What to do
Gather every line in the rows below that contains the word "stone", and copy each one unchanged.

Listing
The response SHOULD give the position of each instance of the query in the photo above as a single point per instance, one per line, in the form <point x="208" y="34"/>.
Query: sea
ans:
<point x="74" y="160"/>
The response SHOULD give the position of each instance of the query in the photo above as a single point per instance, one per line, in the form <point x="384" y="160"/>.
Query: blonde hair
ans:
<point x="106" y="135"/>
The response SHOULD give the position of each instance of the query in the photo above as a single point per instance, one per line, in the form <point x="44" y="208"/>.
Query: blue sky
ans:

...

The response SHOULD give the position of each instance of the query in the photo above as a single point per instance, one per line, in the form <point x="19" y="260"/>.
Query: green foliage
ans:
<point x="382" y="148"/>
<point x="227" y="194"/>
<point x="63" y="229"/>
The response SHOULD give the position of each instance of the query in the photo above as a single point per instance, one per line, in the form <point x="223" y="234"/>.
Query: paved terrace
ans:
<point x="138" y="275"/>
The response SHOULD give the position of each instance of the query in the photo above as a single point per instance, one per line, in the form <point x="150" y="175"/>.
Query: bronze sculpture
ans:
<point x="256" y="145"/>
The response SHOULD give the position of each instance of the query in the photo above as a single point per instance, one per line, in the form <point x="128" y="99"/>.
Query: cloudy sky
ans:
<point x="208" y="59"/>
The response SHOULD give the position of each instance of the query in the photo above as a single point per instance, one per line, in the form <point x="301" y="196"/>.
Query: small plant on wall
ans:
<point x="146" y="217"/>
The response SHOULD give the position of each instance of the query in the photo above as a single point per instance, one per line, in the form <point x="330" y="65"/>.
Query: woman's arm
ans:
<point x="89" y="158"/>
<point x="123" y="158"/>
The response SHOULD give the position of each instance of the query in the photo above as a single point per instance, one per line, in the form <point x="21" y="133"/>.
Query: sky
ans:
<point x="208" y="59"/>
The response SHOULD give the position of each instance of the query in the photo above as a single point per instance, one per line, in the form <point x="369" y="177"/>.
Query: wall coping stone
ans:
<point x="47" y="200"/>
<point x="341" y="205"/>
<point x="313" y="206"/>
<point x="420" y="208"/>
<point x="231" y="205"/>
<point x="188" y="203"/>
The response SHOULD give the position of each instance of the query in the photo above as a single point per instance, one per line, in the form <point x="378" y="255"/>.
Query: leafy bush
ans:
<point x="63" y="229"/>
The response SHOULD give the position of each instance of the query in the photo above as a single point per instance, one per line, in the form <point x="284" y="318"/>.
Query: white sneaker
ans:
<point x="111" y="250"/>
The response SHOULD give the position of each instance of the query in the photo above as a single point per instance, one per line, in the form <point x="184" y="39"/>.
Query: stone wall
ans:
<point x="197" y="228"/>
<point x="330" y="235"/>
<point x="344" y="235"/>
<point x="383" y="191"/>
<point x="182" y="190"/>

--

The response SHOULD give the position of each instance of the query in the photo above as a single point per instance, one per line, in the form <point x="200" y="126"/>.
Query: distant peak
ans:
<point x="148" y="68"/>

Answer to this problem
Query: wall coping stone
Query: stone wall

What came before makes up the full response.